AIM> Rewrite every line of the records below as one numbered list, leaving out blank lines and the pictures.
++++++++
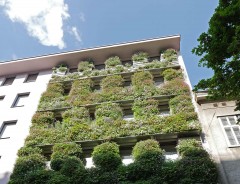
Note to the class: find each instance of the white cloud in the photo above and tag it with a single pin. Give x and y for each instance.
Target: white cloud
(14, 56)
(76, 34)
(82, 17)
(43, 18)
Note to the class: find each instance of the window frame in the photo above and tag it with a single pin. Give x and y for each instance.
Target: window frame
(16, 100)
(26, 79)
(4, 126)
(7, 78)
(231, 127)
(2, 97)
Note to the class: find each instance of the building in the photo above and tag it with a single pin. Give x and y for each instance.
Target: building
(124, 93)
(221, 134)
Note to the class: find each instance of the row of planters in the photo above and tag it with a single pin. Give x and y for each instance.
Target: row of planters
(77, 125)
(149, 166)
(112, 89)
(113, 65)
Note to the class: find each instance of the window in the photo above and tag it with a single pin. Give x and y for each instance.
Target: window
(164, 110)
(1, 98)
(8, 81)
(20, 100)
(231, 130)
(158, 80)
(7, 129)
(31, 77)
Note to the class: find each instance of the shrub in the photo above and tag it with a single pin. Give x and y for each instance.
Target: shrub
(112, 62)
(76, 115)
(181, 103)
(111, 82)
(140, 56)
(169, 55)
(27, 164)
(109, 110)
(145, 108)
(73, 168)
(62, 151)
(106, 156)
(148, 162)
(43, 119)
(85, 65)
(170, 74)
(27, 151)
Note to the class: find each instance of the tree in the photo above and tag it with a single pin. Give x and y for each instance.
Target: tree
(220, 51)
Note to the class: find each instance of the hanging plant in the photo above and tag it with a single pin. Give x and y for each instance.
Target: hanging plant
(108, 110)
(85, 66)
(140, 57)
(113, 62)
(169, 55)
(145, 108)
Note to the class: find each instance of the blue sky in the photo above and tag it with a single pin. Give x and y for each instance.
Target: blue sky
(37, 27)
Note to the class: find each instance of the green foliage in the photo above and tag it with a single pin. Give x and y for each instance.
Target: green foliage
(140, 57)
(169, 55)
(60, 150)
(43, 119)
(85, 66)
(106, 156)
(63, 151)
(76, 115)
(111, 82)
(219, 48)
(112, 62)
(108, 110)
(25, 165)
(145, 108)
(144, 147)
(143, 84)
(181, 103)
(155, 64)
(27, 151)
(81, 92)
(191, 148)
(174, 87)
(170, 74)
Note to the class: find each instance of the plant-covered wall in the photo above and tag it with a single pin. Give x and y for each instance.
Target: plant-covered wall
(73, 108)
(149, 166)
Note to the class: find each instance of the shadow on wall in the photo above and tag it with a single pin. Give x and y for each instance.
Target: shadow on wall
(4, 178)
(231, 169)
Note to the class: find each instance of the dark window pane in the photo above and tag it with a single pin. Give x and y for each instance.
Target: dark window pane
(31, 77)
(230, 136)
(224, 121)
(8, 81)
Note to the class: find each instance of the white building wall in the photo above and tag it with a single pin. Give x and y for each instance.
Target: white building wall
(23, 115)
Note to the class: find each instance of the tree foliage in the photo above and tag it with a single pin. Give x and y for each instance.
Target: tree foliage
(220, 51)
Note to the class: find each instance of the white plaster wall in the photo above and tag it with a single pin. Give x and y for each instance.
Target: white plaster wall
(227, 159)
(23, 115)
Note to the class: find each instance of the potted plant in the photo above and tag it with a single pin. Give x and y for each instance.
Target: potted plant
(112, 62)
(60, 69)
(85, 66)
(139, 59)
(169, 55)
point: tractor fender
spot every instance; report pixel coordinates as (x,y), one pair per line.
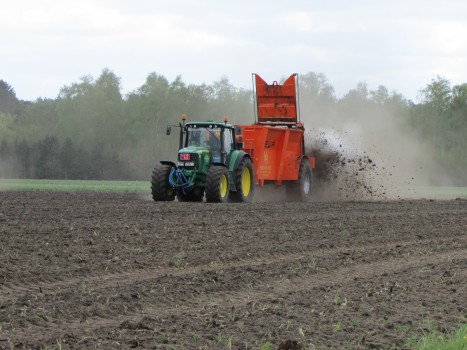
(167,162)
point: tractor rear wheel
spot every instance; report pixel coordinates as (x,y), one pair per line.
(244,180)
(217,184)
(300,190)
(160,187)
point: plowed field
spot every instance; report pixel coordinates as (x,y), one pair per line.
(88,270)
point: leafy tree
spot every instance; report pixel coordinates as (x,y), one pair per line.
++++++++
THE REPLY>
1. Note to the class: find each instance of the white cloud in the photo above and tag it with a single pin. Give x and y for each instance.
2. Target: white cloud
3. (14, 56)
4. (76, 34)
5. (82, 17)
6. (43, 18)
7. Note to the class: find each instance of the window frame in the photo above and tag it with a single pin. Give x and y for each instance.
8. Target: window frame
9. (16, 100)
10. (26, 79)
11. (4, 126)
12. (7, 78)
13. (231, 127)
14. (2, 97)
15. Note to the class: find each instance of the building in the photo above and tag it with a single pin. Give x and y for each instance.
16. Target: building
17. (124, 93)
18. (221, 134)
19. Note to the class: find each instance of the row of planters in the photo above and tag it with a single pin. Give x and y for each instance.
20. Target: row of planters
21. (77, 125)
22. (149, 166)
23. (112, 89)
24. (113, 65)
25. Note to the class: find each instance of the window in the photo above and tag it with a single pin. Give x and y for each instance.
26. Target: window
27. (164, 110)
28. (1, 98)
29. (8, 81)
30. (20, 100)
31. (231, 130)
32. (158, 80)
33. (7, 129)
34. (31, 77)
35. Note to the class: find each instance of the shrub in the photo above and tag it with a single pin. Give x and y for each instance.
36. Target: shrub
37. (112, 62)
38. (76, 115)
39. (181, 103)
40. (111, 82)
41. (140, 56)
42. (169, 55)
43. (27, 164)
44. (109, 110)
45. (145, 108)
46. (73, 168)
47. (62, 151)
48. (106, 156)
49. (148, 162)
50. (43, 119)
51. (85, 65)
52. (170, 74)
53. (27, 151)
54. Note to the class: find each instance of the tree in the photo above and tag it with a single pin. Give x and y for each instance.
55. Target: tree
56. (220, 51)
57. Note to the class: find each instance of the hanging plant in the photo above and tag it with a single pin. Give x and y for each instance.
58. Target: hanging plant
59. (108, 110)
60. (85, 66)
61. (140, 57)
62. (113, 62)
63. (169, 55)
64. (145, 108)
65. Note to the class: find each instance of the blue sky in the photo above and tag it with a single pin. Give x and y for each instance.
66. Target: blue sky
67. (37, 27)
68. Note to the class: find each instance of the green foliage in the photo above and tag it with a single pin. Give x and y for each instance.
69. Target: green foliage
70. (140, 57)
71. (169, 55)
72. (60, 150)
73. (43, 119)
74. (85, 66)
75. (106, 156)
76. (63, 151)
77. (76, 115)
78. (111, 82)
79. (219, 48)
80. (112, 62)
81. (108, 110)
82. (25, 165)
83. (145, 108)
84. (144, 147)
85. (143, 84)
86. (181, 103)
87. (155, 64)
88. (27, 151)
89. (81, 92)
90. (191, 148)
91. (174, 87)
92. (170, 74)
93. Note to the class: find each instance of the plant-covered wall in the photo above and tag it with a single pin. Give x and y for each instance.
94. Target: plant-covered wall
95. (73, 108)
96. (149, 166)
97. Note to the class: find each instance of the shadow on wall in the photo above and tag it with a single pin. Give x and y for each instance.
98. Target: shadow on wall
99. (4, 178)
100. (231, 169)
101. Note to the class: find each instance of the dark window pane in the photo above and tag it with a single pin. Give x and y for each instance.
102. Target: dark window pane
103. (31, 77)
104. (230, 136)
105. (224, 121)
106. (8, 81)
107. Note to the class: find each instance of the white building wall in the photo above and tag it with a single pin. Give x and y for each instance.
108. Target: white building wall
109. (23, 115)
110. Note to the class: find each instance of the tree foliage in the photo above and tag it with a single pin. Give x and y for each instance.
111. Target: tree foliage
112. (220, 51)
113. Note to the class: find each instance of the white plaster wall in the photo above and tag it with a single pin. Give x and y for each instance.
114. Target: white plaster wall
115. (227, 159)
116. (23, 115)
117. Note to the class: find each instance of the potted plant in the photo above and tag it with a single pin. Give x and y for each instance.
118. Target: potted plant
119. (112, 62)
120. (60, 69)
121. (85, 66)
122. (139, 59)
123. (169, 55)
124. point: tractor fender
125. spot every instance; report pixel coordinates as (x,y), one pair per line.
126. (167,162)
127. point: tractor rear wheel
128. spot every instance; report pixel coordinates as (x,y), one pair per line.
129. (244,180)
130. (217,184)
131. (300,190)
132. (160,187)
133. point: plowed field
134. spot every instance; report pixel coordinates as (x,y), one pair per line.
135. (88,270)
136. point: leafy tree
137. spot every instance; report pixel coordinates as (x,y), one pair per line.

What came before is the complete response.